------ RECORDS FOR PROCESSING ------
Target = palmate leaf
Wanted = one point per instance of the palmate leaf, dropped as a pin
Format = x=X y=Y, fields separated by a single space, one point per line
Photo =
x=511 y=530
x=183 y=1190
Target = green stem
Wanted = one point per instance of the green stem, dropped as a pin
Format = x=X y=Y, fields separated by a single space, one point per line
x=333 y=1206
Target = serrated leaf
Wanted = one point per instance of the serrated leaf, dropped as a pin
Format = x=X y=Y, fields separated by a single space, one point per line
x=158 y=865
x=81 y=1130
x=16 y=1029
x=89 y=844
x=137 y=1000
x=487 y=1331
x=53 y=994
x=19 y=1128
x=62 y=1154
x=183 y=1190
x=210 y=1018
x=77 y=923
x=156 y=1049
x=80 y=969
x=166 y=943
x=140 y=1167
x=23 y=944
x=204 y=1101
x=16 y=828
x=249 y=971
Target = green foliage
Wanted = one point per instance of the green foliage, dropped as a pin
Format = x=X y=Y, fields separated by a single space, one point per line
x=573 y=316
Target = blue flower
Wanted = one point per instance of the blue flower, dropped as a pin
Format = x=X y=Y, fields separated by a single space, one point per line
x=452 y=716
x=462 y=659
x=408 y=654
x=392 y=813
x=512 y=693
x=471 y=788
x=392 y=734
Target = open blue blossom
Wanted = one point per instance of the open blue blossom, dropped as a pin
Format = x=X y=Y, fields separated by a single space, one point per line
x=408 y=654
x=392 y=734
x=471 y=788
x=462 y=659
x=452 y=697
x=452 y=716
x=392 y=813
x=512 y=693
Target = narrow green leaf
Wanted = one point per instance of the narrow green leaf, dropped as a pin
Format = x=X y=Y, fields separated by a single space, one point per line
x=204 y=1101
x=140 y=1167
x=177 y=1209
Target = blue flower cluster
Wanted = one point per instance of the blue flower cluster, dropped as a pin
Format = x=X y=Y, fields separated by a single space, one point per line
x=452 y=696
------
Having read the entries above, repeat them exactly.

→ TASK ANSWER:
Target = palmate leaf
Wanted = one point per instance of the palmate leaf, dropped as a pin
Format = x=X y=Y, fields separated by a single space, one point per line
Photo =
x=511 y=530
x=183 y=1190
Target = green stem
Wanted = one point per instance of the green stem, dropped as a pin
Format = x=X y=Y, fields separated by a single space, one point per line
x=333 y=1206
Target = serrated leaf
Wanted = one point per instance of the serrated leaf, dropped as a pin
Format = x=X y=Y, fields separated by a single space, one point per line
x=158 y=865
x=81 y=1130
x=16 y=1029
x=89 y=844
x=137 y=1000
x=487 y=1331
x=53 y=994
x=19 y=1128
x=62 y=1154
x=183 y=1190
x=210 y=1018
x=77 y=923
x=156 y=1049
x=80 y=969
x=166 y=943
x=140 y=1167
x=23 y=944
x=204 y=1101
x=16 y=828
x=249 y=971
Target = green foliage
Wanted = one point per instance of the green foliage, dropped as a pin
Format = x=X y=Y, fields separated by a single space, one point per line
x=573 y=316
Target = blue flower
Wanted = one point per instance of the blue flower, dropped as a pin
Format = x=X y=Y, fields separated by a single space, one point per line
x=452 y=716
x=462 y=659
x=408 y=654
x=392 y=813
x=512 y=693
x=471 y=788
x=392 y=734
Target = open blue blossom
Wanted = one point per instance of the open blue blossom, dropped as a pin
Format = x=X y=Y, fields separated by a single space, one point per line
x=408 y=654
x=392 y=734
x=471 y=788
x=462 y=659
x=452 y=697
x=452 y=716
x=392 y=813
x=512 y=693
Target = narrow green leaf
Wanted = one point per instance of the narrow green leaf, dropped as a pin
Format = x=X y=Y, fields separated by a single space, one point per line
x=204 y=1101
x=140 y=1167
x=177 y=1209
Target = blue flower cluster
Wanted = one point per instance of the blue flower cluster, dropped as a pin
Format = x=X y=Y, fields separated by a single space, one point per line
x=452 y=696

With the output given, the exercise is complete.